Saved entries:
····················

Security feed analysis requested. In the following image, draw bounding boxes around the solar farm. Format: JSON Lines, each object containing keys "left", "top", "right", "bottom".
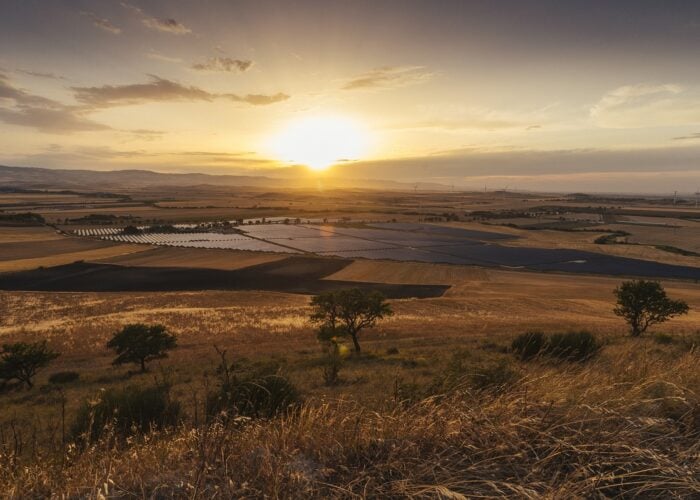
{"left": 73, "top": 222, "right": 700, "bottom": 280}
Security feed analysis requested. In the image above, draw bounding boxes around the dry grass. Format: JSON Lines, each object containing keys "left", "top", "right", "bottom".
{"left": 1, "top": 342, "right": 698, "bottom": 498}
{"left": 0, "top": 244, "right": 150, "bottom": 272}
{"left": 97, "top": 246, "right": 286, "bottom": 270}
{"left": 0, "top": 227, "right": 65, "bottom": 243}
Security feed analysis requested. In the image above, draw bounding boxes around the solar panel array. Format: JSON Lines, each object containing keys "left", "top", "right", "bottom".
{"left": 71, "top": 223, "right": 700, "bottom": 279}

····················

# Required work
Omitting all images, retype each line of the records precisely.

# Result for this exercise
Security feed analysis requested. In the following image, draw bounding boxes around the solar farm. Format: JSON Lines, each object containing keys "left", "top", "right", "bottom".
{"left": 73, "top": 222, "right": 700, "bottom": 280}
Security feed analysis requested. In the image above, draw bounding boxes around the dry grass. Format: JSON Lines, each object containing keys "left", "top", "right", "bottom".
{"left": 1, "top": 342, "right": 698, "bottom": 498}
{"left": 0, "top": 244, "right": 150, "bottom": 272}
{"left": 97, "top": 246, "right": 286, "bottom": 270}
{"left": 0, "top": 227, "right": 65, "bottom": 243}
Security feed analysis requested. In the image above, draw bounding boxes around the solar panel array. Format: JSON Lines, each object containing keys "left", "top", "right", "bottom".
{"left": 71, "top": 223, "right": 700, "bottom": 279}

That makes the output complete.